## Task goal
Reproduce the data below word for word, omitting the pictures.

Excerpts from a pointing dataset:
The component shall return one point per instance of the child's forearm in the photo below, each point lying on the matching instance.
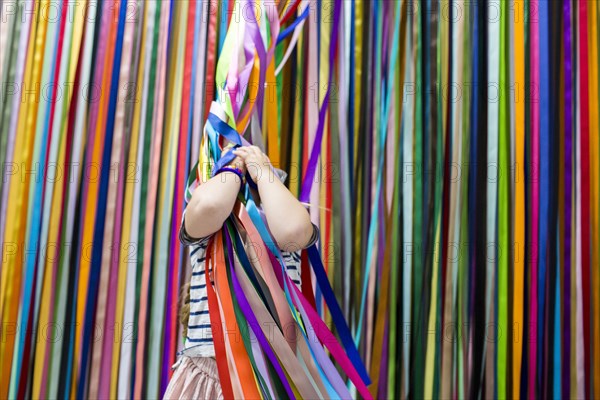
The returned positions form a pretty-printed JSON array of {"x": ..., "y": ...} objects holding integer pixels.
[
  {"x": 288, "y": 220},
  {"x": 211, "y": 204}
]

## Expected answer
The component shall return one point per instance of the child's forearm in the photo below, each point lying on the matching instance.
The returned positions form a pretty-printed JSON array of {"x": ..., "y": ...} objects holding integer pixels.
[
  {"x": 288, "y": 220},
  {"x": 211, "y": 204}
]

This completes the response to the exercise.